Text:
Start of Block

In response to calls for his resignation and to appease a dissatisfied public increasingly active in opposition protests, (THE NIS OBSERVED, 22 May 02) Kyrgyz President Askar Akaev has scheduled a national referendum aimed at changing the constitution. The envisioned changes would: 1) replace the current bicameral parliament with a unicameral parliament in 2005; 2) merge the Court of Arbitration into the Supreme Court; and 3) allow for the establishment of political parties based on religious or ethnic principles. The new constitution also would increase state control over national education. (RFE/RL NEWSLINE, 15 Jan 03, and ITAR-TASS, 1107 GMT, 13 Jan 03; FBIS-SOV-2003-0113, via World News Connection)

While the referendum approach to implementing political change is laudable, the outcome of the referendum likely is intended to increase Akaev's legitimacy for the remainder of his term. The Aksy riots and regular protests that ensued weakened his control over the state. Opposition figures have protested that there has not been enough time to review the proposed amendments properly, though Akaev has countered criticism by describing the constitutional changes as a compromise intended to appease the opposition. (RFE/RL NEWSLINE, 15 Jan 03)

The Kazakh Conference for Democratization and Civil Society Development has maintained that the Kazakh constitution needs to be amended to obtain proper electoral representation. (INTERFAX, 1619 GMT, 10 Jan 03; FBIS-SOV-2003-0111, via World News Connection) While the Kyrgyz referendum likely will bolster such calls for constitutional reform in the region, the Kazakh Supreme Judicial Council has taken its own steps towards implementing change through the introduction of a jury system. Kairat Mami, chairman of the Kazakh Supreme Court, remarked that "judicial procedures involving juries will not only stimulate the principle of trial competitiveness but will also be a significant step towards democratizing the society and state." (INTERFAX, 1057 GMT, 23 Dec 02; FBIS-SOV-2002-1223, via World News Connection)

The Kyrgyz and Kazakh steps towards democratic reform are no doubt welcomed by the West. However, the recent assassination attempt against Niyazov was acknowledged by some as a welcome expression of a desire for reform. A report by the Brussels-based International Crisis Group (ICG) argues that "there is no other way to achieve systematic change and stop the dangerous spiral of decline than for Niyazov, one way or another, to leave." (ICG, 17 Jan 03; via Extrinsic calls for the need to reform are seldom voiced so blatantly.

Meanwhile, the October 2002 speech by British Ambassador to Uzbekistan Craig Murray still causes debate. In light of the West's increased economic support for Uzbekistan (due to its cooperation in the allied actions against Afghanistan), Ambassador Murray stated bluntly that "Uzbekistan is not a functioning democracy, nor does it appear to be moving in the direction of democracy." (EURASIANET, 14 Jan 03; via

These concerns and internal urges for reform, coupled with the challenges that tensions along borders present, speak of a region having to negotiate a political and national identity in a mutual relationship with its neighbors who share a Soviet past yet are forging different futures. One hopes that the delimitation of boundaries as well as constitutional and judicial reforms will go far to improving the lives of ordinary citizens perplexed by political actions that do not appear to benefit them.

End of Block

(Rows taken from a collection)
Start of Block

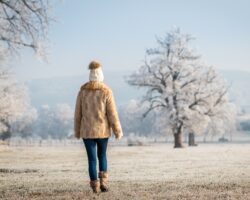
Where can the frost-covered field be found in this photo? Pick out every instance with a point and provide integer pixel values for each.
(208, 171)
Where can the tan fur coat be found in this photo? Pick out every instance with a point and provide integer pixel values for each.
(95, 112)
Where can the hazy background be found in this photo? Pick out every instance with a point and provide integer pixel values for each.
(118, 32)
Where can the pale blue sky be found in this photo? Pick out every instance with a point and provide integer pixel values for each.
(118, 32)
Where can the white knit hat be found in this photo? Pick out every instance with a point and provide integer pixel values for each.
(96, 73)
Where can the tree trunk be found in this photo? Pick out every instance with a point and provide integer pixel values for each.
(178, 140)
(191, 141)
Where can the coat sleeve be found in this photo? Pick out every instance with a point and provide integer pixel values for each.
(78, 116)
(112, 115)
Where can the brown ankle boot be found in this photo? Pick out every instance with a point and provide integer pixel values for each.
(95, 185)
(103, 181)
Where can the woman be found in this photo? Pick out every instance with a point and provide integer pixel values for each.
(95, 116)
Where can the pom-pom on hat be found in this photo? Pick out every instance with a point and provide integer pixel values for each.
(96, 73)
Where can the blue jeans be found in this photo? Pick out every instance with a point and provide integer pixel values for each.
(90, 145)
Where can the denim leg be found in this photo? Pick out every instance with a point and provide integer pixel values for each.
(90, 145)
(101, 153)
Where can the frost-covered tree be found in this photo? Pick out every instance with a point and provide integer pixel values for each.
(13, 101)
(180, 84)
(24, 23)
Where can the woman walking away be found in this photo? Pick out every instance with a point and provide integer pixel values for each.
(95, 116)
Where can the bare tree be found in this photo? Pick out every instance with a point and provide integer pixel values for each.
(179, 84)
(13, 101)
(23, 23)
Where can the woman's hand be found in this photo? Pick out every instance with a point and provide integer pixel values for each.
(118, 137)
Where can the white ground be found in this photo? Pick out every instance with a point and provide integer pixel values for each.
(210, 171)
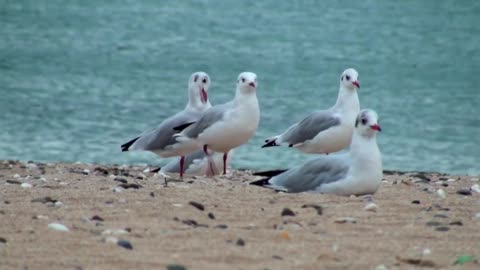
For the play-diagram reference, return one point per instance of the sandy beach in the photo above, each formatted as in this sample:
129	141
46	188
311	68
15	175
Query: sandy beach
127	218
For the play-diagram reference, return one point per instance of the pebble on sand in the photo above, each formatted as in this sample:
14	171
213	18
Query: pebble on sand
125	244
240	242
199	206
475	188
176	267
343	220
287	212
372	207
465	192
441	193
58	227
26	185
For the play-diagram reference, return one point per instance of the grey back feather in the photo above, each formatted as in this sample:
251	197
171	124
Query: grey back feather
312	174
161	137
309	127
210	117
174	165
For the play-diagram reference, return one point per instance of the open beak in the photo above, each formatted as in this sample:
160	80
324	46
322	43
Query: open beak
376	127
356	83
203	95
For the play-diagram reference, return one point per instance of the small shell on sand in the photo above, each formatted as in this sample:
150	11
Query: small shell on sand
58	227
372	207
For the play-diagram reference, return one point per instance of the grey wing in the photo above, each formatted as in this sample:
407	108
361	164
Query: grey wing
311	175
309	127
162	136
174	165
210	117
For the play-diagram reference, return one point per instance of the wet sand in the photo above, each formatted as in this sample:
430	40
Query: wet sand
225	223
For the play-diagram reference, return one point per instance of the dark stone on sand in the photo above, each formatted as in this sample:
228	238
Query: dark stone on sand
465	192
121	180
176	267
421	176
317	207
240	242
199	206
131	185
96	218
125	244
287	212
193	223
442	229
433	223
456	223
100	171
46	199
14	182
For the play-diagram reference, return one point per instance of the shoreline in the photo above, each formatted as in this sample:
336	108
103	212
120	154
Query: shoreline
122	217
45	163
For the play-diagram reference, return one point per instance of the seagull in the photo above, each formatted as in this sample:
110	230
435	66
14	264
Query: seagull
160	140
325	131
226	126
196	163
358	172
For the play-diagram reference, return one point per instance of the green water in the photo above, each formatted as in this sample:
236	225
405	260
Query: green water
78	78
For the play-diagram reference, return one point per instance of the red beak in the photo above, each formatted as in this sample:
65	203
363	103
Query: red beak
356	83
376	127
203	95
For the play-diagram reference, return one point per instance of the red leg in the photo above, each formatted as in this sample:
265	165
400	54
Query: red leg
225	155
182	162
210	169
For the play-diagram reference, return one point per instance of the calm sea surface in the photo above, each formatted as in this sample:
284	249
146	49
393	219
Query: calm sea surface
78	78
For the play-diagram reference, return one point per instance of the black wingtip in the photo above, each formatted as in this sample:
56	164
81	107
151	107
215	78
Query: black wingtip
270	144
127	145
270	173
262	182
182	127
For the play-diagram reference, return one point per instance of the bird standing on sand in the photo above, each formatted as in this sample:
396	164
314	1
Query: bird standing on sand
160	140
325	131
196	163
358	172
226	126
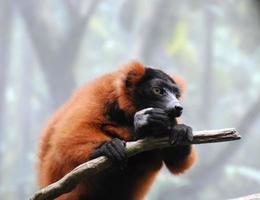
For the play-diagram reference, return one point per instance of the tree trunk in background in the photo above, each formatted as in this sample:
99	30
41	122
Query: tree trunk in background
56	54
207	79
24	166
5	32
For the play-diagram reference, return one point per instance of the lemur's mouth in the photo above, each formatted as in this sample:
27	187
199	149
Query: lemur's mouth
173	113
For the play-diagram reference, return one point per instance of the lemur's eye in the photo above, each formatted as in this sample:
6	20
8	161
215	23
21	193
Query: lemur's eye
158	91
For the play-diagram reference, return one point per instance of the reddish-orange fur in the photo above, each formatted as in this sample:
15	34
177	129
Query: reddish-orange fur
77	128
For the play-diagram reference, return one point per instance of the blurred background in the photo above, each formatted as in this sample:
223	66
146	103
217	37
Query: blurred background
48	48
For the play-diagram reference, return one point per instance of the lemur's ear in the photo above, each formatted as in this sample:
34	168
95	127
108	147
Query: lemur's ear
130	75
180	82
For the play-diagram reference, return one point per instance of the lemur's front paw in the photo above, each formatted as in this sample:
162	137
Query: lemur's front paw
151	122
180	133
114	149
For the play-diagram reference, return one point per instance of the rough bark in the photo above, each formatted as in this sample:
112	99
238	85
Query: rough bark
70	181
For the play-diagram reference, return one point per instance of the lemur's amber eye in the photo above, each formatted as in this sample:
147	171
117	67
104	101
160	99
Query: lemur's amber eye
158	91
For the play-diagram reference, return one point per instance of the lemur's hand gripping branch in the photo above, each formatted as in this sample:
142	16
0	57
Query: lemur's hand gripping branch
92	167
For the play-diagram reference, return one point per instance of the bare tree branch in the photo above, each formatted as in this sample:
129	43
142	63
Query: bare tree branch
72	179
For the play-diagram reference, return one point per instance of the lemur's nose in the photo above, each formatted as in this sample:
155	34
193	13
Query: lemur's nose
178	108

End of Block

Problem: Rewrite the part of the text on Central Asian reform starting at "In response to" and ending at "FBIS-SOV-2003-0113, via World News Connection)", putting "two-chamber" in place of "bicameral".

Answer to this exercise:
In response to calls for his resignation and to appease a dissatisfied public increasingly active in opposition protests, (THE NIS OBSERVED, 22 May 02) Kyrgyz President Askar Akaev has scheduled a national referendum aimed at changing the constitution. The envisioned changes would: 1) replace the current two-chamber parliament with a unicameral parliament in 2005; 2) merge the Court of Arbitration into the Supreme Court; and 3) allow for the establishment of political parties based on religious or ethnic principles. The new constitution also would increase state control over national education. (RFE/RL NEWSLINE, 15 Jan 03, and ITAR-TASS, 1107 GMT, 13 Jan 03; FBIS-SOV-2003-0113, via World News Connection)